■ **YOUR TASK**: Transcribe the full listing exactly, and drop every picture.

[Records from a point labeling set]

═══

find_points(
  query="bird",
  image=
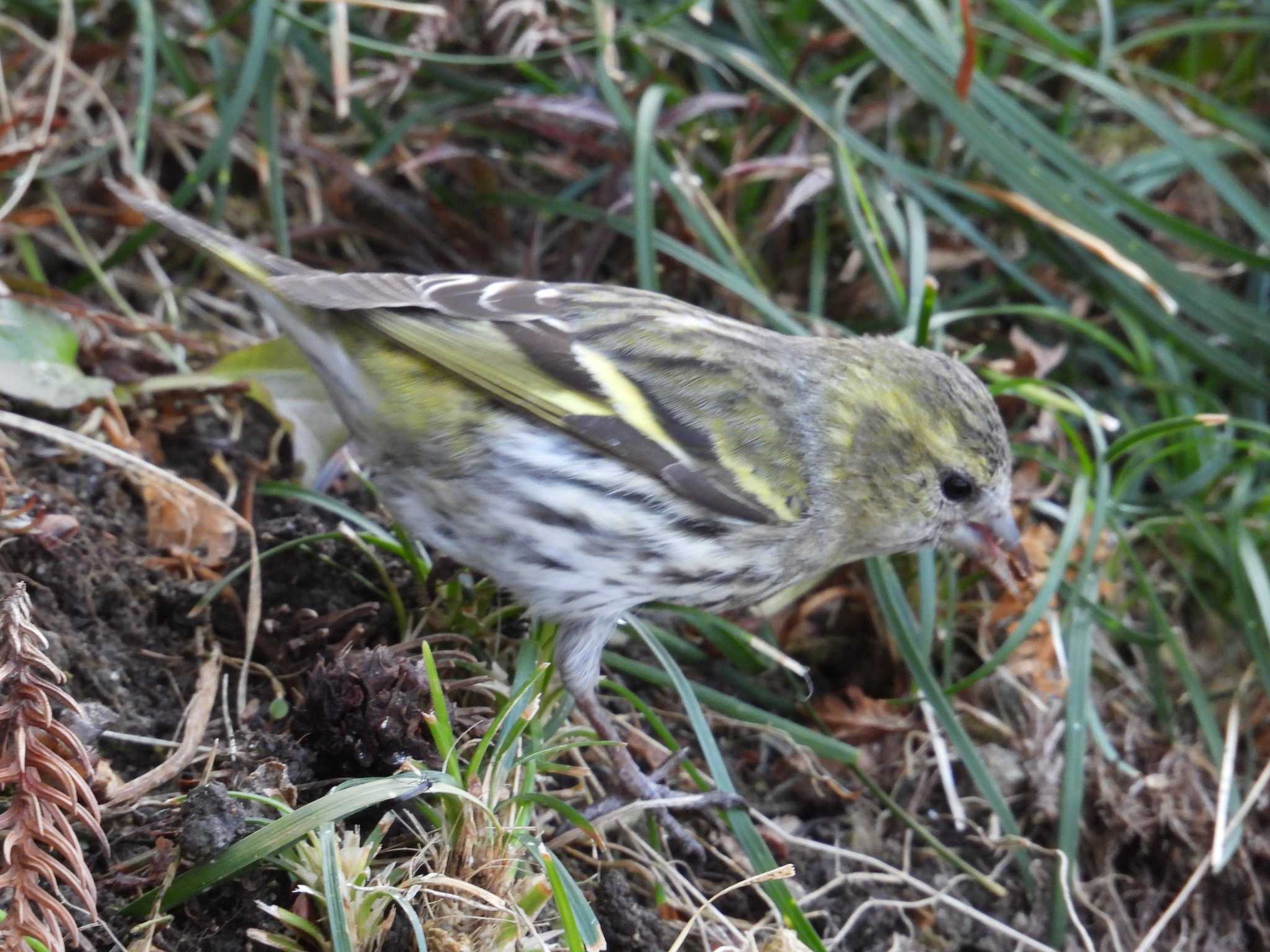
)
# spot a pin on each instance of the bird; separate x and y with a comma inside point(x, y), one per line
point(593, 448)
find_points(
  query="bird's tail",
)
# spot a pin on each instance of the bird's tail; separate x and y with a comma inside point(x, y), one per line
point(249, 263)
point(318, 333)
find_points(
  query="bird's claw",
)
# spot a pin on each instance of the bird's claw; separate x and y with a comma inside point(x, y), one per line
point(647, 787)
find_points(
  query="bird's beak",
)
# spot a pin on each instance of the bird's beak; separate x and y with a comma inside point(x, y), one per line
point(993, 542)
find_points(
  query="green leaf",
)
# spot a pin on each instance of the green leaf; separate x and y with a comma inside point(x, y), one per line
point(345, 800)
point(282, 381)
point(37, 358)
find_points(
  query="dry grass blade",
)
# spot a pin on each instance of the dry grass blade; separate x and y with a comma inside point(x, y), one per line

═══

■ **OUTPUT OF THE EXERCISE**:
find_points(
  query="bird",
  image=
)
# spot a pin on each instance of the bird; separate x and y with a comma inside point(x, y), one per line
point(593, 448)
find_points(
  query="bird's tail",
)
# spot a pin on each instance of the bird's tail; separate x and y with a comma inside point(x, y), one per line
point(249, 263)
point(318, 333)
find_points(
  query="bird's claw",
)
# spot a pin on each instance of the bird's claw; separate x and y with a comma inside point(x, y), one per line
point(647, 787)
find_points(
  query="bird's beak",
)
# spot a pin on each instance of the bird's beak; separate x and y with a comma inside point(x, y), one per line
point(993, 542)
find_points(
  query="green leaf",
)
# spot a pin on each instance of the green leaf; separate x and y with a comma inside point(x, y), one per line
point(345, 800)
point(282, 381)
point(37, 358)
find_points(
  query="dry grass blade",
)
# spot a pin on each instance of the dry grass blade; separate x and y with a comma inside point(x, y), one per line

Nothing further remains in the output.